▶ **Consignes**
(1) Dites si chacune des affirmations suivantes concorde avec le texte sur Change me ci-dessous, en répondant par oui ou non et en citant les mots décisifs du texte : (a) chez Benserade, le mariage est consommé avant la métamorphose d’Isis ; (b) Camille Bernon joue le rôle d’Axel ; (c) la bisexualité relève de la condition humaine.
(2) Prolongez le texte sur Change me ci-dessous à partir de sa dernière phrase.

▶ **Texte fourni**

---*---

Le même mythe est plus subversif en 1630 avec le jeune poète précieux Isaac de Benserade car le mariage est consommé avant la métamorphose d’Isis. Mais dans la réalité de 1993, aux Etats-Unis, Brandon Teena, transgenre, est violée et assassinée par ses amis quand ils découvrent sa véritable identité : horreur du fait divers.

Matériaux littéraires et archives de presse sont utilisés avec brio par les metteurs en scène de Change me, Camille Bernon et Simon Bourgade, la première étant comédienne dans le rôle du protagoniste Axel, née fille et devenue au fil de ses jeunes ans un garçon dont l’apparence est bien masculine auprès de ses amis.

La bisexualité est aux dieux et la distinction sexuelle pèse sur la condition humaine. Ainsi, le passage pubertaire de l’enfance à l’adolescence provoque la nostalgie de la plénitude originelle. Que l’être – androgyne, figure bisexuée ou du double – soit femme et/ou soit homme, la souffrance est inhérente à la perte ou à la quête.

---*---

▶ **Extraits de données**
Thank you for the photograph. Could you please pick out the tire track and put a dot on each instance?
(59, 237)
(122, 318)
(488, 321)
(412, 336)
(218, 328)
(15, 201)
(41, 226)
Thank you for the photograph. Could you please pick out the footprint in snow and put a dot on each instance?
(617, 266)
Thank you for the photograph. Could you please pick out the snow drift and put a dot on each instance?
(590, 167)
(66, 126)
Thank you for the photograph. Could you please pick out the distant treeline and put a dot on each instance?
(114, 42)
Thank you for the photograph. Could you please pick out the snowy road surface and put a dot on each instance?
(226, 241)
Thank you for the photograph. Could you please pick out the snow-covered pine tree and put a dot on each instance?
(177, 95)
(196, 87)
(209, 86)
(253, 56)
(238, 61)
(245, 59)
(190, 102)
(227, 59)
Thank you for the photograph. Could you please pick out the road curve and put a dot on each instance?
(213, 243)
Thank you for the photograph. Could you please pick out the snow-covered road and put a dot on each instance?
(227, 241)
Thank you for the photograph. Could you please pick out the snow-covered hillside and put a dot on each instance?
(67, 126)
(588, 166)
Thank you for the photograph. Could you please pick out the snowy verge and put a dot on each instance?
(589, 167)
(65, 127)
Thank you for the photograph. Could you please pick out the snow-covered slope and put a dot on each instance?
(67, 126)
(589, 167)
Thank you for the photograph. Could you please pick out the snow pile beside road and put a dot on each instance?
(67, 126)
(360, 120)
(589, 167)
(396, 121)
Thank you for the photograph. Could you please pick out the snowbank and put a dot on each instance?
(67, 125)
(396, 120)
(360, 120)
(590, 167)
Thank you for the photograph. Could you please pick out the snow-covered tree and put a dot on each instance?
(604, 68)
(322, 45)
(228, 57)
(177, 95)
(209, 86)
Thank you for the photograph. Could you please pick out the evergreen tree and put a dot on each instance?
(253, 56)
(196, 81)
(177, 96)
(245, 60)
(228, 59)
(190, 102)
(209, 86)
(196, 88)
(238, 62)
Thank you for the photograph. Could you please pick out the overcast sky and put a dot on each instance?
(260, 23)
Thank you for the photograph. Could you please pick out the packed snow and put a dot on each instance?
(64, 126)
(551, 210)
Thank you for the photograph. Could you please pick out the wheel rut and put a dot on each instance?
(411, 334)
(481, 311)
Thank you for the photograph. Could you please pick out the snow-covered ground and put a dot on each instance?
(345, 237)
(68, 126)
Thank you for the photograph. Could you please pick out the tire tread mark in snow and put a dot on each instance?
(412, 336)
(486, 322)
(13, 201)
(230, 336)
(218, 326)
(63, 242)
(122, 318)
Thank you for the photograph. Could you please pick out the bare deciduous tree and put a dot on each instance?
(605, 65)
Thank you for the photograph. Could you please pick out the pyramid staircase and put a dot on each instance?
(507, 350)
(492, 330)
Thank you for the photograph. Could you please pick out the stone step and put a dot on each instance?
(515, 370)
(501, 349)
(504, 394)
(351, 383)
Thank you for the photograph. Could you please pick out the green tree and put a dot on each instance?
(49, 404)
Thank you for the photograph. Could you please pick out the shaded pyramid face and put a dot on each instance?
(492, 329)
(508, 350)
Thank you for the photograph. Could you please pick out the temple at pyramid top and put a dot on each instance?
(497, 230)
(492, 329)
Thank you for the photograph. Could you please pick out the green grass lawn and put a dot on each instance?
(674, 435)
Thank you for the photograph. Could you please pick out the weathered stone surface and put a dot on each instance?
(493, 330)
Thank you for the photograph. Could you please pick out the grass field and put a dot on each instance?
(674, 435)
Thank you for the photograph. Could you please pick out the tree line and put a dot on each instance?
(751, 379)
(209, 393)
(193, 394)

---*---

▶ **Corrigés**
(1)
(a) Oui : « car le mariage est consommé avant la métamorphose d’Isis ».
(b) Oui : « la première étant comédienne dans le rôle du protagoniste Axel ».
(c) Non : « La bisexualité est aux dieux et la distinction sexuelle pèse sur la condition humaine ».

(2)
La figure de l’androgyne ne se distingue pas de l’hermaphrodite, l’un et l’autre étant homme et femme. Les représentations de l’être bisexué interrogent l’unité originelle, l’expression d’un tout que l’être humain ne préserve qu’entre douleur et scandale.

La mère n’entend guère la souffrance de son enfant qui a grandi, et les amis de celui-ci ne peuvent adhérer qu’à une norme sociale conventionnelle et régressive. Les personnes trans étant particulièrement discriminées, de nombreux pays pénalisent et psychiatrisent celles-ci, posant des obstacles institutionnels à la reconnaissance de l’identité de genre des êtres concernés ou à l’accès aux soins.

Or, aujourd’hui et tout récemment est peu à peu reconnue  et admise la figure du transgenre – une personne dont l’identité sexuelle psychique ne correspond pas au sexe biologique. Et l’identité de genre est indépendante de l’orientation sexuelle, les transidentitaires se révélant hétérosexuels, homosexuels, bisexuels, asexuels…

Le spectacle Change me fait feu de tout bois : installation, à cour, d’une salle de bain et, à jardin, d’un salon avec canapé défoncé et petite table couverte d’alcools, en prévision de l’anniversaire d’Axel à fêter dès que sa mère aura tourné les talons.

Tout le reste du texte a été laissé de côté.